L’IA s’invite à Cannes, entre fiction et frissons
L’actrice française Anna Mouglalis, l’actrice britannique Freya Mavor, l’actrice belge Cécile de France, la chanteuse franco-canadienne Mylène Farmer et la scénariste française Tatiana de Rosnay arrivent pour la projection du film "Dalloway" lors de la 78e édition du Festival de Cannes, le 15 mai 2025. ©Bertrand GUAY / AFP

L’intelligence artificielle s’impose au cœur des débats au Festival de Cannes, entre fascination technologique et crainte pour la créativité. Des super-productions hollywoodiennes aux films d’auteur français, son influence s’étend aussi bien à l’écran qu’en coulisses.

Le boom de l'intelligence artificielle (IA) n'épargne pas le Festival de Cannes, où cette technologie est largement discutée dans les couloirs du Marché du film, même si elle effraie particulièrement certains scénaristes qui y voient une menace pour la créativité.

Signe de la puissance du concept, l'IA s'installe comme un super-méchant de choix dans les grosses productions américaines.

Dans Mission: Impossible - The Final Reckoning, hors compétition et au cinéma la semaine prochaine, Ethan Hunt (Tom Cruise) passe près de trois heures à combattre "l'Entité", une IA malfaisante et hors de contrôle dont le but est d'éradiquer l'humanité.

En séance de minuit, Dalloway du Français Yann Gozlan (en salles le 17 septembre) raconte l'histoire d'une romancière incapable d'écrire depuis six ans (Cécile de France), qui intègre une prestigieuse résidence d'artistes pour retrouver l'inspiration.

Pour écrire son livre, elle est assistée d'une IA générative (à laquelle la chanteuse française Mylène Farmer prête sa voix) de plus en plus envahissante, conduisant l'héroïne à questionner ses intentions.

Dans ce thriller psychologique, Yann Gozlan (Boîte noire) interroge l'impact de la technologie sur la création. «Est-ce que ça va être un outil qui va finalement un peu nous asservir et nous supplanter ? C’est une vraie angoisse», s’inquiète-t-il.

Économies 

Dans le film, «le personnage devient extrêmement accro à son IA et elle se retrouve dans une situation où, pratiquement, elle n'arrive plus à écrire sans Dalloway (le nom de l'IA)».

«Je sais qu'il y a des scénaristes qui utilisent ChatGPT comme des assistants», affirme Yann Gozlan, qui refuse de s'y résoudre.

«Quelque part, quand vous déléguez une tâche, à force de la déléguer, je pense que vous perdez la capacité de la faire», craint le réalisateur, qui anticipe une perte de la faculté d'écrire.

Déjà, dans les couloirs du plus grand marché du film du monde, des sociétés proposent différentes formes de services pour faire gagner temps et argent aux sociétés de production.

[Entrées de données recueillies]
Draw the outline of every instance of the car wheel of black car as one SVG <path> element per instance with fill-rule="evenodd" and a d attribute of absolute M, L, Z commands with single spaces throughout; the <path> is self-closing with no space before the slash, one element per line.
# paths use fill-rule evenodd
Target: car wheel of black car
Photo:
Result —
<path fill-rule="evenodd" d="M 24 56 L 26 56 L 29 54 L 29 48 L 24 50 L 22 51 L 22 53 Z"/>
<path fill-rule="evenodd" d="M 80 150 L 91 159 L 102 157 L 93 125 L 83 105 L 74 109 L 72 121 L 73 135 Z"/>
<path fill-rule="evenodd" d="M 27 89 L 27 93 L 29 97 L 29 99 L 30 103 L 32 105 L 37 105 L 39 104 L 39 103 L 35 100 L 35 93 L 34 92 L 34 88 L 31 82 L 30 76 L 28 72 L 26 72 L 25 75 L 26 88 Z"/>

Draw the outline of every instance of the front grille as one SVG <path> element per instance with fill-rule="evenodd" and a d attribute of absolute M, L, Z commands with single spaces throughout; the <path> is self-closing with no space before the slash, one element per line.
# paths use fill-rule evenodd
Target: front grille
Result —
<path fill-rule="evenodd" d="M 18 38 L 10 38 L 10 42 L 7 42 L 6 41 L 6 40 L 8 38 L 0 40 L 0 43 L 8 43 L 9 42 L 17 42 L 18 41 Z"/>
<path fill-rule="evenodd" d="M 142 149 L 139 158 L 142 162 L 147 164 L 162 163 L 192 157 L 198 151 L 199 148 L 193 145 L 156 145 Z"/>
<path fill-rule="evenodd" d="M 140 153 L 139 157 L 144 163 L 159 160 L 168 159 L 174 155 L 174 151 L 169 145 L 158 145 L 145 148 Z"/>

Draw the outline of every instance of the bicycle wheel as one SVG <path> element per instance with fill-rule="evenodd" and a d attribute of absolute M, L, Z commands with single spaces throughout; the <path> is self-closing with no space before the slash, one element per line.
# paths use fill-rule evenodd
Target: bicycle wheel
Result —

> [CONSIGNE]
Reprenez l'article sur l'intelligence artificielle au Festival de Cannes là où il s'arrête et rédigez-en la suite.

> [RÉPONSE]
Pour Sami Arpa, cofondateur de la société Largo.ai, «l’IA va améliorer la créativité, c’est notre point de vue».

Son outil «analyse le contenu (des films), donne un aperçu des points forts, des points faibles. On analyse les personnages, on fait des propositions de casting, quel acteur conviendra le mieux à quel personnage et, ensuite, on fait des prédictions pour les résultats financiers attendus au box-office ou sur les plateformes de streaming», détaille-t-il.

L'IA permet de réduire le budget des productions, affirme le patron de la société, «ça permet aux gens de découvrir de nouveaux genres, différents formats, ça ouvre de nouveaux horizons».

L'humain au centre 

«C’est simplement un assistant qui accélère les choses (...) tout en mettant la créativité humaine au centre», dédramatise M. Arpa.

Largo.ai a plus de 600 clients en Europe et aux États-Unis, allant des studios aux producteurs en passant par les distributeurs, pour des productions pouvant aller jusqu'à 150 millions de dollars.

Lundi, le délégué général du Festival de Cannes, Thierry Frémaux, a tempéré les risques que fait peser l’IA sur la création.

«Sur les scénarios, sur la littérature, je ne suis pas sûr qu’il faille être très inquiet», a-t-il avancé.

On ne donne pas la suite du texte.